▸ WHAT THE EXERCISE ASKS: Return each line of the listing below that contains the string "long".

--------------------------------

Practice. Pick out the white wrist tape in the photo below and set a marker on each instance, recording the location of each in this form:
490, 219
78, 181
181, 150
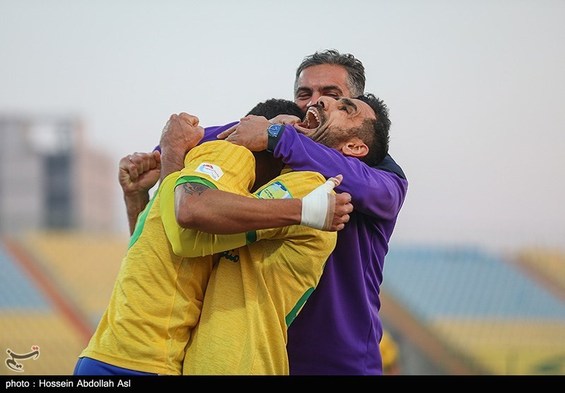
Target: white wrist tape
317, 207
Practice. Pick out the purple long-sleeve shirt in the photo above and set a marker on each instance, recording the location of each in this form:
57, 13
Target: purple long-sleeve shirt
338, 331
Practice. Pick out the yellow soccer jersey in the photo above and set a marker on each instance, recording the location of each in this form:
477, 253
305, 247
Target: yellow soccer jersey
154, 305
216, 164
255, 292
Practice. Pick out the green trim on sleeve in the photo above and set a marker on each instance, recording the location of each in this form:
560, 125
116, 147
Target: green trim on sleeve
195, 179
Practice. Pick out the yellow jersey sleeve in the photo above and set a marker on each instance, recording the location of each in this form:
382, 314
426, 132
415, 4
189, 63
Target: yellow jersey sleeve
216, 164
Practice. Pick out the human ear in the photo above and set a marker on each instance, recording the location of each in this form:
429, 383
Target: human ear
355, 148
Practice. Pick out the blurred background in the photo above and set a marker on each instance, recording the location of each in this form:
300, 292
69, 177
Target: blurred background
475, 276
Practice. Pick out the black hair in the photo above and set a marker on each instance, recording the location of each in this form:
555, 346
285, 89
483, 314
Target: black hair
375, 133
276, 106
354, 67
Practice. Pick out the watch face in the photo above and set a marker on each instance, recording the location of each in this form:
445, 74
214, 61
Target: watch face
274, 129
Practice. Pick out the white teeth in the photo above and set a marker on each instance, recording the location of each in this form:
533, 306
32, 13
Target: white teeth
316, 115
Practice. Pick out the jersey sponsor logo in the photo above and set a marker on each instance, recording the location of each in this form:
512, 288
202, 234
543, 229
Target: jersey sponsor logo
230, 255
276, 190
214, 171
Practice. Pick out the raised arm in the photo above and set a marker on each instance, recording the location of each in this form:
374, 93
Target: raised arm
138, 173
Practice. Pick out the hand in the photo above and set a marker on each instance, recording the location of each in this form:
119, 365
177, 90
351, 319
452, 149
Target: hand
139, 172
181, 133
251, 132
323, 209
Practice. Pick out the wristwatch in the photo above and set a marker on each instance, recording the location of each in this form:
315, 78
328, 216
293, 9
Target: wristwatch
274, 133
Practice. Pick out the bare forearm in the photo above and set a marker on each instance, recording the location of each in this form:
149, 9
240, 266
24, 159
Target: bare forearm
219, 212
134, 206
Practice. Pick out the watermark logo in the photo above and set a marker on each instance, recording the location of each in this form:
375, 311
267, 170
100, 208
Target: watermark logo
12, 361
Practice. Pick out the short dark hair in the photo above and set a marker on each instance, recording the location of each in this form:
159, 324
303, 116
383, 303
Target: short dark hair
276, 106
375, 133
354, 67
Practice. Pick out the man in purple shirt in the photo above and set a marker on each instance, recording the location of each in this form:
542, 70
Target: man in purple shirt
338, 331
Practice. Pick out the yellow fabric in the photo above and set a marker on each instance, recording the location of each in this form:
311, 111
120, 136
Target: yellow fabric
155, 303
255, 292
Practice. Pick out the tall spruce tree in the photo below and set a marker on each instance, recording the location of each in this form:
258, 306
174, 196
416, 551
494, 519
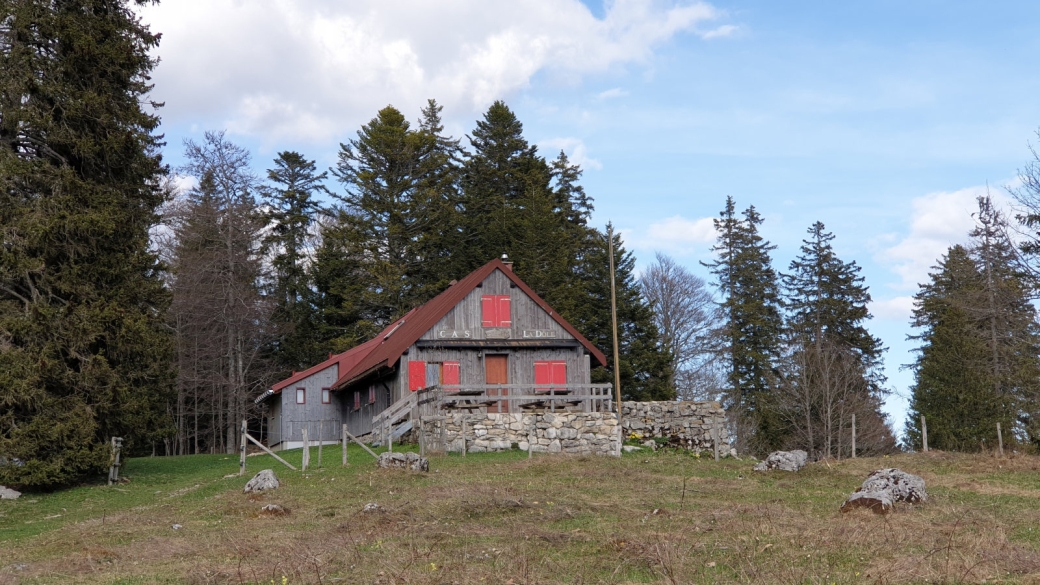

--------------------------------

▸ RESULT:
Practice. Pick out the purple long-sleeve shirt in the photo above and set a marker on each instance, recording the location of each in this form:
Target: purple long-sleeve shirt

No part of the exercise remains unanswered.